Scheherazade and Shahryar by Ferdinand Keller, 1880 (Wikipedia) |
Note: NOOTE
Get Ready: TEASER
Nothing beats a good story collection. In the west we have the Fables of Aesop, and the 200 or so fairy tales collected by the German Brothers Grimm. Then there are the literary collections such as Ovid's Metamorphoses, Chaucer's Canterbury Tales, and the fairy tales of Hans Christian Anderson and Charles Perrault.
Turning east, we have the Jataka stories and the Panchatantra from India, and of course China's Strange Tales from a Chinese Studio by Pu Songling.
But straddling east and west are the 1,001 Nights, misnamed Arabian because Europe first encountered them in the Arabic language. In fact, the collection is more Persian than Arabic, and some of the best known tales--like those of Aladdin, Ali Baba, and Sinbad the Sailor--were not part of the original collection at all! (Aladdin's origins seem to lie in Western China.)
The first translation of the full collection into a western language was that of Antoine Galland in French in the first decades of the 18th century. It was Galland who included the "orphan tales" like "Aladdin" and "Ali Baba" as though they were authentic parts of the collection.
After various partial efforts, the first full English translations came from John Payne in the 1880s, and then from the travel celebrity Sir Richard Francis Burton a bit later--much of it plagiarized from Payne. Because these translations were unexpurgated, leaving in all the sexual imagery of the originals, they had to be circulated in private editions to avoid censorship in the strict moral atmosphere of Victorian England.

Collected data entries

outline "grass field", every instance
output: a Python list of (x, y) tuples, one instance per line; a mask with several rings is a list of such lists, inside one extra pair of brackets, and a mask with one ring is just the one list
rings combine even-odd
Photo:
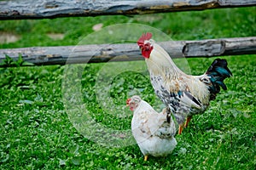
[[(253, 7), (134, 17), (3, 20), (0, 35), (20, 39), (0, 48), (76, 45), (99, 23), (148, 25), (174, 40), (251, 37), (256, 32), (255, 11)], [(53, 40), (49, 34), (63, 37)], [(73, 70), (65, 65), (1, 68), (0, 169), (254, 169), (256, 56), (221, 58), (228, 60), (233, 73), (225, 81), (228, 90), (221, 91), (205, 114), (194, 116), (189, 128), (176, 136), (177, 145), (172, 155), (148, 162), (134, 144), (132, 113), (125, 107), (132, 94), (140, 94), (158, 110), (163, 106), (154, 94), (144, 61), (76, 65)], [(214, 59), (186, 62), (196, 75)], [(126, 67), (135, 71), (113, 76)], [(80, 79), (69, 80), (69, 74)], [(78, 91), (68, 91), (76, 85)], [(80, 100), (76, 100), (76, 93)]]

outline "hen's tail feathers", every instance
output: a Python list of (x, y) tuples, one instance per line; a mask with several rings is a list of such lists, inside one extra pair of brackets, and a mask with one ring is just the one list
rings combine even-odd
[(211, 93), (211, 99), (214, 99), (216, 94), (219, 93), (220, 87), (226, 90), (227, 87), (224, 83), (224, 80), (232, 76), (231, 71), (228, 68), (228, 63), (226, 60), (216, 59), (208, 68), (206, 72), (210, 76), (211, 86), (209, 90)]

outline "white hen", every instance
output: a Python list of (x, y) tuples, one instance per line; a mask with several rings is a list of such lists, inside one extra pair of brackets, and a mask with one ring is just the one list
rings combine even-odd
[(166, 109), (158, 113), (137, 95), (128, 99), (126, 104), (133, 110), (132, 134), (144, 161), (149, 155), (165, 156), (172, 153), (177, 144), (174, 138), (176, 128), (172, 117), (167, 122)]

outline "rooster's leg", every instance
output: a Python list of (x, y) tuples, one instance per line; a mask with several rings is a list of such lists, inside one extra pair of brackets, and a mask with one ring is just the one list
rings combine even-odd
[(181, 134), (183, 130), (183, 124), (178, 125), (178, 134)]
[(185, 128), (188, 127), (189, 122), (191, 121), (191, 119), (192, 119), (192, 116), (189, 116), (187, 117), (186, 123), (185, 123), (185, 126), (184, 126)]

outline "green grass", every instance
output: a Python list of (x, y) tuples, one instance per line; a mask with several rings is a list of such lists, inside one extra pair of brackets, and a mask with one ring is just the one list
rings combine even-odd
[[(5, 20), (0, 21), (0, 32), (18, 34), (21, 39), (0, 48), (76, 45), (93, 31), (95, 24), (126, 22), (152, 26), (175, 40), (256, 32), (255, 8), (131, 18)], [(64, 33), (64, 39), (52, 41), (46, 36), (49, 32)], [(163, 106), (143, 61), (2, 68), (0, 169), (253, 169), (256, 58), (222, 58), (233, 73), (225, 81), (228, 90), (221, 91), (205, 114), (194, 116), (189, 128), (176, 136), (177, 145), (172, 155), (149, 157), (147, 162), (129, 133), (132, 113), (125, 107), (125, 99), (136, 94), (157, 110)], [(213, 60), (188, 59), (188, 66), (192, 74), (201, 74)], [(175, 62), (181, 65), (183, 60)], [(122, 72), (124, 68), (134, 71)], [(76, 88), (69, 85), (81, 88), (72, 91)], [(70, 93), (74, 97), (65, 97)]]

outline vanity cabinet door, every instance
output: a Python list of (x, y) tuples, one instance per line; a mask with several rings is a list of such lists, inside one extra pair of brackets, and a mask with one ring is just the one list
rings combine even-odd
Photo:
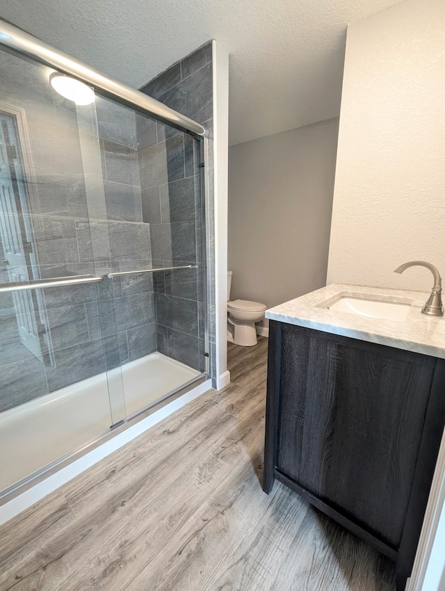
[(282, 326), (277, 469), (398, 548), (436, 359)]

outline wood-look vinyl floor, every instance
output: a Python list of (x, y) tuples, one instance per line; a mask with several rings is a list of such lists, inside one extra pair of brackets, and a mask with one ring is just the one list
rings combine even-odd
[(267, 339), (205, 394), (0, 528), (0, 591), (393, 591), (385, 557), (261, 489)]

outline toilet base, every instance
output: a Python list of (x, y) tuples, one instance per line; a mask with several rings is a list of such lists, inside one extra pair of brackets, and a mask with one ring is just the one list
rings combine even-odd
[[(253, 347), (258, 343), (257, 328), (254, 322), (237, 322), (228, 318), (227, 341), (242, 347)], [(233, 335), (232, 335), (233, 330)]]

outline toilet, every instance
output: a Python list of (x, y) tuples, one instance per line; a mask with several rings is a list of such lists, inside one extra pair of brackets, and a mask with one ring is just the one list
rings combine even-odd
[(227, 341), (243, 347), (256, 345), (255, 323), (264, 318), (267, 306), (248, 300), (230, 301), (232, 272), (227, 272)]

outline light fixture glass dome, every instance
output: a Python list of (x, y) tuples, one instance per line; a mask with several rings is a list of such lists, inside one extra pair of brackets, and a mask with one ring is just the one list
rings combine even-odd
[(56, 92), (65, 99), (74, 101), (76, 105), (90, 105), (95, 102), (96, 97), (92, 88), (80, 80), (55, 73), (51, 75), (49, 81)]

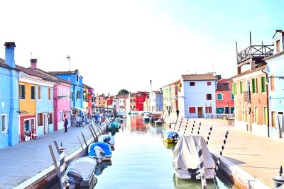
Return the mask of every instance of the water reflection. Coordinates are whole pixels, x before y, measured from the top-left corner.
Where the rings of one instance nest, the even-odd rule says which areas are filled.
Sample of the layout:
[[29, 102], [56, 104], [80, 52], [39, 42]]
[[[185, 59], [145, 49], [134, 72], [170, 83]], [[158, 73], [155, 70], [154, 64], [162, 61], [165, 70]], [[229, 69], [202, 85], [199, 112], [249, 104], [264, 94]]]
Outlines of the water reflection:
[[[201, 188], [200, 180], [175, 176], [174, 144], [163, 142], [162, 126], [143, 122], [139, 115], [129, 115], [114, 135], [112, 164], [102, 165], [96, 171], [98, 182], [94, 188]], [[207, 188], [228, 188], [218, 179], [217, 185], [208, 182]]]

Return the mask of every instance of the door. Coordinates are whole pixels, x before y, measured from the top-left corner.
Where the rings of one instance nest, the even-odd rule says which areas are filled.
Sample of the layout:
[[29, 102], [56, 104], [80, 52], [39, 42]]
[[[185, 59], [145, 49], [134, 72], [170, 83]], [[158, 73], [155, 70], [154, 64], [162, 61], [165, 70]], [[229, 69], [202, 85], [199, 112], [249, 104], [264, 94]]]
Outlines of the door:
[[202, 107], [197, 108], [198, 118], [202, 118]]

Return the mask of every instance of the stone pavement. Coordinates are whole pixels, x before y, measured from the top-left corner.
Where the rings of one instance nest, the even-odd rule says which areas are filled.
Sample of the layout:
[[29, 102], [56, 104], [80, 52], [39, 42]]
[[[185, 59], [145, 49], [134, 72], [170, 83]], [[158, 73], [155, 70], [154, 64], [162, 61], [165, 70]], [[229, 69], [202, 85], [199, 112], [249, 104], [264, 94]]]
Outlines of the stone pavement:
[[[96, 127], [94, 127], [96, 130]], [[13, 188], [21, 183], [36, 175], [53, 164], [48, 145], [51, 144], [57, 161], [59, 156], [53, 141], [58, 145], [62, 142], [66, 149], [65, 156], [81, 147], [77, 136], [84, 143], [81, 132], [86, 140], [92, 135], [88, 125], [80, 127], [68, 127], [68, 132], [58, 130], [37, 139], [23, 142], [18, 144], [0, 150], [0, 188]]]
[[[241, 130], [229, 125], [227, 120], [220, 119], [190, 119], [187, 134], [191, 131], [194, 120], [196, 120], [194, 134], [197, 134], [199, 123], [202, 122], [200, 131], [204, 138], [208, 135], [209, 127], [213, 126], [209, 147], [217, 153], [221, 150], [225, 132], [229, 130], [223, 156], [264, 184], [273, 188], [272, 178], [278, 174], [280, 166], [284, 165], [283, 139], [268, 138]], [[166, 123], [175, 121], [175, 114], [165, 118]], [[176, 130], [179, 122], [180, 120]], [[186, 120], [183, 122], [182, 128], [185, 125]], [[182, 133], [183, 131], [181, 129]]]

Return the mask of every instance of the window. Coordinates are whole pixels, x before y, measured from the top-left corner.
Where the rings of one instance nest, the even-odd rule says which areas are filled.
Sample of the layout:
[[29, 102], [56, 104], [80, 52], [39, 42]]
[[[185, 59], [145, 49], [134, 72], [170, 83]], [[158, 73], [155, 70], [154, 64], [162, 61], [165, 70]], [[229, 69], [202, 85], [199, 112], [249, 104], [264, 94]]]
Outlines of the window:
[[205, 113], [212, 113], [212, 107], [207, 106], [205, 107]]
[[271, 75], [271, 91], [275, 91], [275, 87], [274, 87], [274, 75]]
[[48, 114], [48, 124], [53, 124], [53, 114], [49, 113]]
[[26, 99], [25, 85], [22, 85], [22, 84], [19, 85], [18, 92], [19, 92], [18, 97], [20, 98], [20, 99]]
[[223, 101], [223, 94], [217, 93], [217, 101]]
[[241, 81], [240, 82], [240, 89], [241, 89], [241, 94], [244, 93], [244, 81]]
[[43, 113], [38, 114], [38, 125], [43, 126]]
[[267, 111], [267, 107], [263, 107], [263, 113], [264, 113], [264, 124], [265, 125], [268, 125], [268, 113]]
[[31, 100], [35, 100], [35, 94], [36, 94], [35, 86], [31, 86]]
[[251, 83], [252, 83], [252, 91], [253, 93], [256, 93], [258, 92], [258, 88], [257, 88], [257, 78], [253, 78], [251, 79]]
[[51, 100], [51, 88], [48, 88], [48, 100]]
[[190, 82], [190, 86], [195, 86], [195, 82]]
[[212, 100], [212, 94], [206, 94], [206, 100]]
[[6, 114], [1, 115], [1, 132], [7, 132], [7, 121], [6, 118]]
[[40, 91], [40, 86], [38, 86], [38, 99], [41, 99], [41, 91]]
[[265, 93], [266, 92], [266, 77], [265, 76], [262, 76], [261, 78], [261, 93]]
[[256, 105], [254, 106], [254, 122], [258, 123], [258, 107]]
[[276, 41], [276, 52], [280, 52], [280, 40]]
[[190, 113], [195, 113], [195, 107], [190, 107]]

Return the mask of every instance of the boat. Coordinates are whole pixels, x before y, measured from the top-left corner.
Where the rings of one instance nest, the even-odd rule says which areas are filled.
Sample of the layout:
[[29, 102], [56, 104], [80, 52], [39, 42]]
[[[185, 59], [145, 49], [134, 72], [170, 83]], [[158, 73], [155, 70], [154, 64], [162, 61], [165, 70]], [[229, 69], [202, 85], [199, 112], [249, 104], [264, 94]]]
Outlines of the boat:
[[90, 157], [80, 157], [69, 164], [65, 171], [66, 183], [69, 188], [92, 187], [97, 183], [94, 171], [97, 161]]
[[215, 162], [202, 136], [182, 136], [173, 151], [173, 165], [180, 179], [200, 179], [197, 145], [200, 142], [206, 179], [215, 178]]
[[102, 134], [99, 137], [98, 142], [105, 142], [109, 144], [111, 150], [114, 150], [114, 137], [109, 134]]
[[89, 147], [88, 156], [97, 159], [99, 163], [110, 161], [112, 156], [111, 147], [105, 142], [94, 142]]
[[144, 122], [148, 122], [150, 121], [151, 118], [151, 113], [144, 113], [143, 115], [143, 120]]
[[172, 129], [163, 130], [163, 137], [168, 143], [177, 143], [180, 139], [180, 135], [176, 131]]

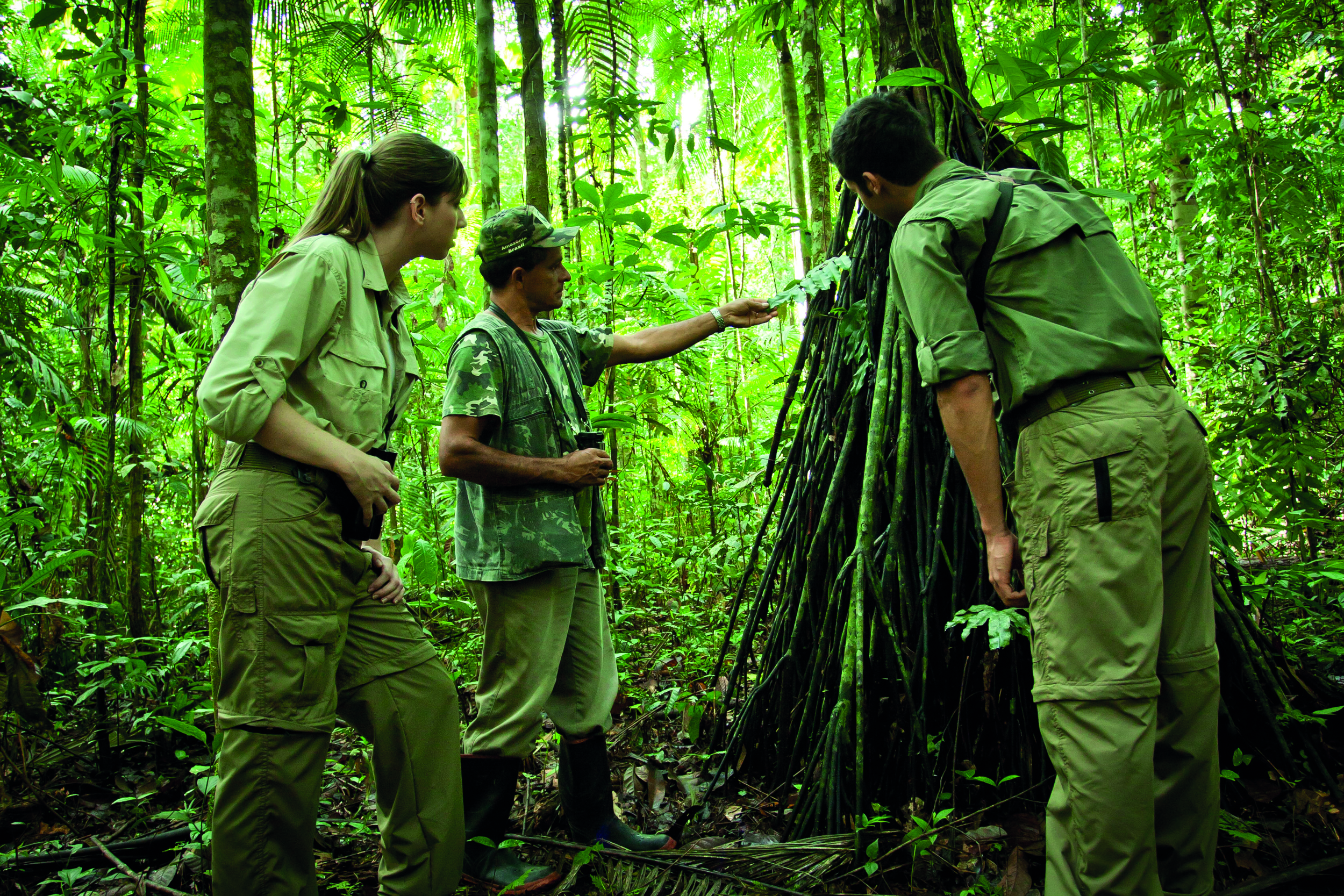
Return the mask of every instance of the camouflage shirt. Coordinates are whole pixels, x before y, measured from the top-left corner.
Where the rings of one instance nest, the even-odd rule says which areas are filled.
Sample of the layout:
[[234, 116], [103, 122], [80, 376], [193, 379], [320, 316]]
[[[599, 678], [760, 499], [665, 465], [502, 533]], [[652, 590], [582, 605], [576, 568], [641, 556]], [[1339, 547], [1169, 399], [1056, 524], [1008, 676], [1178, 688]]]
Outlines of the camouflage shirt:
[[[538, 321], [527, 334], [559, 391], [552, 402], [546, 377], [517, 333], [493, 313], [478, 314], [458, 337], [448, 363], [444, 416], [493, 416], [487, 443], [509, 454], [562, 457], [577, 447], [578, 406], [570, 380], [593, 386], [606, 367], [614, 337], [564, 321]], [[569, 368], [569, 373], [564, 368]], [[601, 568], [606, 523], [593, 488], [491, 488], [458, 480], [454, 548], [457, 575], [512, 582], [543, 570]]]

> OBJECTIVE A
Rewrite the passage on story collections, beginning at the words "Scheherazade and Shahryar" and stopping after "and Charles Perrault.". In it, change "story collection" to "anthology".
> OBJECTIVE B
Carry on the account of the 1,001 Nights beyond its final sentence.

> REPLY A
Scheherazade and Shahryar by Ferdinand Keller, 1880 (Wikipedia) |
Note: NOOTE
Get Ready: TEASER
Nothing beats a good anthology. In the west we have the Fables of Aesop, and the 200 or so fairy tales collected by the German Brothers Grimm. Then there are the literary collections such as Ovid's Metamorphoses, Chaucer's Canterbury Tales, and the fairy tales of Hans Christian Anderson and Charles Perrault.

> REPLY B
The "frame story" of the collection is well known: King Shahryar's wife had cheated on him. Hurt and angry, he not only killed her, but had a new woman brought to him every night; in the morning, he would kill each new "bride" before she, too, could betray him.
Along came Scheherazade, daughter of the vizier who was procuring these unfortunate women. She volunteered to go in to the king, but with a plan: to tell him a story every night that ends in a "cliffhanger" as the sun rises; if the king wanted to hear the end of the story, he'd have to let her live one more day.
Her plan worked, and after "1,001 nights"--about 2-3/4 years--the king realized what a brilliant woman she was, and decided to let her live on as his true wife.
The tales are often told in a nested manner. That is, as Scheherazade is telling story A, one of the characters will interrupt with story B, and sometimes more and more, before the first story is wrapped up. So the telling might go A start - B start - C start - D whole story - C end - B end - A end. It can be very confusing, especially when you try to retell one of the nested stories!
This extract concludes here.